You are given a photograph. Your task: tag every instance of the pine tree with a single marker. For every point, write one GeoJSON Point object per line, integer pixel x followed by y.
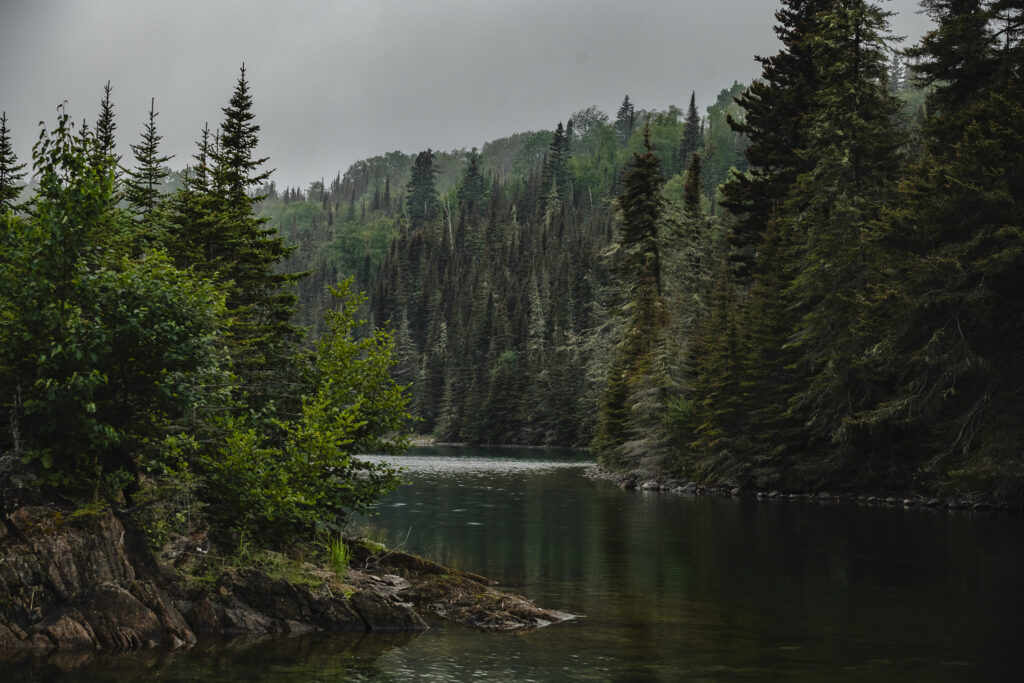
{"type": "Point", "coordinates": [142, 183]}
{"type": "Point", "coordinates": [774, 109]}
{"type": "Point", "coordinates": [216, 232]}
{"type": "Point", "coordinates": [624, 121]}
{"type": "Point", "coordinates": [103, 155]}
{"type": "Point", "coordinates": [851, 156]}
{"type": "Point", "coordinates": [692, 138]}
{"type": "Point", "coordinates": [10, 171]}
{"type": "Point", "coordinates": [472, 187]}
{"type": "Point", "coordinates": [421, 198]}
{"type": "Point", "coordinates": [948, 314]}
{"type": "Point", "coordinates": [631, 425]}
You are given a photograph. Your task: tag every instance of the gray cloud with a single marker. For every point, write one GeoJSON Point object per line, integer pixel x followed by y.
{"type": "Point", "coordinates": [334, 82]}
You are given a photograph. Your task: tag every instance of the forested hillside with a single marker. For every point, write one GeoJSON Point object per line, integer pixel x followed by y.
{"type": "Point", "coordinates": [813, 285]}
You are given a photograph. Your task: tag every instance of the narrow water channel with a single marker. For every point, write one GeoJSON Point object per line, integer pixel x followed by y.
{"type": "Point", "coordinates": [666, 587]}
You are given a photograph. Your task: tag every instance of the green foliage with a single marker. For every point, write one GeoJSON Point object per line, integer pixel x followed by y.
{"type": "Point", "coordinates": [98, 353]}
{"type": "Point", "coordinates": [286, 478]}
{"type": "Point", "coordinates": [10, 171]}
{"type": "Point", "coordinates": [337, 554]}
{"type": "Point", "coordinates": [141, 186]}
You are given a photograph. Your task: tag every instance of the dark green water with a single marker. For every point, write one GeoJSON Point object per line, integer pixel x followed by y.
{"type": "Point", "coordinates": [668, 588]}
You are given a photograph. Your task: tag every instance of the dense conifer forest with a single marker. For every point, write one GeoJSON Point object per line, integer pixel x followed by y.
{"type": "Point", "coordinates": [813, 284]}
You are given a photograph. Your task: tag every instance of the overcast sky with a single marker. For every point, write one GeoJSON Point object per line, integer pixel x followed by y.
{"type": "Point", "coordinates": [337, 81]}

* * *

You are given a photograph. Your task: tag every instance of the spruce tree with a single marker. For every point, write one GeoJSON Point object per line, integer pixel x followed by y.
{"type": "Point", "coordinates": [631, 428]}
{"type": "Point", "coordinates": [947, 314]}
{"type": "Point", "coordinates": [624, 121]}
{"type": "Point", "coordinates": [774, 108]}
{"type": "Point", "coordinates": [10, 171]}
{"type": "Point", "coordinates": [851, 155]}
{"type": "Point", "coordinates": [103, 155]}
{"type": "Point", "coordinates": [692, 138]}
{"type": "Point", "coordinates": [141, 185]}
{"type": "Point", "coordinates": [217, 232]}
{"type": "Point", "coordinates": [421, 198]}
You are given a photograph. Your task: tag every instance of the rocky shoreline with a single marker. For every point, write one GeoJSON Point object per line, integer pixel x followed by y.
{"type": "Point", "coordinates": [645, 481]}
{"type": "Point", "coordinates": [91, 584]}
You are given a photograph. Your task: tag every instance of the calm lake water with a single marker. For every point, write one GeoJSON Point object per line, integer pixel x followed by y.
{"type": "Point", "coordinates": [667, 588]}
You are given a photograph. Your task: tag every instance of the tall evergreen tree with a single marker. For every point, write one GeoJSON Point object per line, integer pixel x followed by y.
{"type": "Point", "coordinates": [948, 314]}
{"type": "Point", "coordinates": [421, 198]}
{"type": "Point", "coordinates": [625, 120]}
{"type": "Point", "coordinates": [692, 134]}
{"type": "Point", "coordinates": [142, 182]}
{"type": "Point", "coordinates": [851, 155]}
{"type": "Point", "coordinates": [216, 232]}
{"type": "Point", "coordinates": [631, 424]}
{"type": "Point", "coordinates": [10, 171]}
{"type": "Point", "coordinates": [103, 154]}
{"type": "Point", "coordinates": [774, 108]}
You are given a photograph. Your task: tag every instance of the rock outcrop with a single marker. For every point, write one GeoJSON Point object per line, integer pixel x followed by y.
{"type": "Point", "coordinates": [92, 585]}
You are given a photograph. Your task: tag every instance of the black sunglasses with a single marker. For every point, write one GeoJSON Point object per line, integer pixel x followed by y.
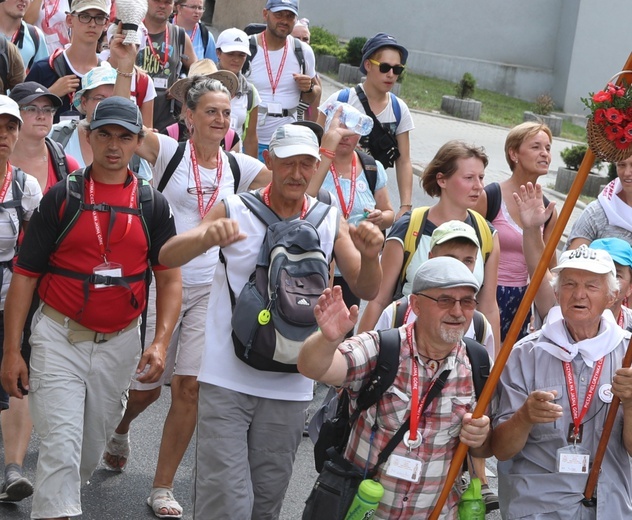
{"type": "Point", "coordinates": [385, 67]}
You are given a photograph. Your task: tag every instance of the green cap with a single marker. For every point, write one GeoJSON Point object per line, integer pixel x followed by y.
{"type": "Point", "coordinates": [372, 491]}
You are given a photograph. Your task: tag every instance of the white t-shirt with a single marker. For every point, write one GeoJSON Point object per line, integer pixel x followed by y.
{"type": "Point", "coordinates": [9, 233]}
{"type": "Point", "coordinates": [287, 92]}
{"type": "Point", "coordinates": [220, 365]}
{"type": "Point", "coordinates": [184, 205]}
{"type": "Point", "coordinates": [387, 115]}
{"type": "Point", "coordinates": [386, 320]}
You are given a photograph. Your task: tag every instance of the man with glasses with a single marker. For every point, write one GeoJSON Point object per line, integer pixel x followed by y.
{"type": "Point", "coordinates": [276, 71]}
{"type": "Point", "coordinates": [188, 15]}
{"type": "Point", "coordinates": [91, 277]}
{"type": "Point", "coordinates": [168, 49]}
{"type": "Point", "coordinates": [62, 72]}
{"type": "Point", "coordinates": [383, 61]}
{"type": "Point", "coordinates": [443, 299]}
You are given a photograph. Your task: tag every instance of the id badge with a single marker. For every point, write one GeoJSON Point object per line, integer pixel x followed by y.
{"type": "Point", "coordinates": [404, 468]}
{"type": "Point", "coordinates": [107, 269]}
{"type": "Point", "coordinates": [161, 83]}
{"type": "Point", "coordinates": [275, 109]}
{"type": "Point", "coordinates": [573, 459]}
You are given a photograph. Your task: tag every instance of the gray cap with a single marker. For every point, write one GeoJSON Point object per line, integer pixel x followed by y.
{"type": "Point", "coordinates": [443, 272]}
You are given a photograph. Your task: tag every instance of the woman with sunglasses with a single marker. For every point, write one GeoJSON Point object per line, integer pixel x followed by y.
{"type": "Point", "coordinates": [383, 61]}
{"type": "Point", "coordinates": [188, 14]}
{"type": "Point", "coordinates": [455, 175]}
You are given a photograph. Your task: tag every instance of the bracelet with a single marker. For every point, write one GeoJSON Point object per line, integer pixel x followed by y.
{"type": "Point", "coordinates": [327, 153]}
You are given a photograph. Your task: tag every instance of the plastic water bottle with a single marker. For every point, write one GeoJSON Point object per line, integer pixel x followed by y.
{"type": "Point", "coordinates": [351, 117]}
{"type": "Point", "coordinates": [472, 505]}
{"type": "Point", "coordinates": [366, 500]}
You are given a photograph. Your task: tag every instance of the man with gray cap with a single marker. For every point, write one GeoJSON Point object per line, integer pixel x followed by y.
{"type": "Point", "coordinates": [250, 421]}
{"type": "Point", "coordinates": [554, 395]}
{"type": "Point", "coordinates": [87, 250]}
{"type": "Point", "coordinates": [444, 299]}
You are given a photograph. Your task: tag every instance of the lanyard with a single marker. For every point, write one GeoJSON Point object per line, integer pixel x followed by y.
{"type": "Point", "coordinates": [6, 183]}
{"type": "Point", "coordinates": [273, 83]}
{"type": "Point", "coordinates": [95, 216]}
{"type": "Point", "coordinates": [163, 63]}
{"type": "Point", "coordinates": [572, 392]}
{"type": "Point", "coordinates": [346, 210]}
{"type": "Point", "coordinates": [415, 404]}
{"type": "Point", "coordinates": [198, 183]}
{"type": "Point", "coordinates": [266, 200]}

__Set problem__: Count the lines in the records that contain the word "sunglasses". Reply with that number alone.

__Task response__: 2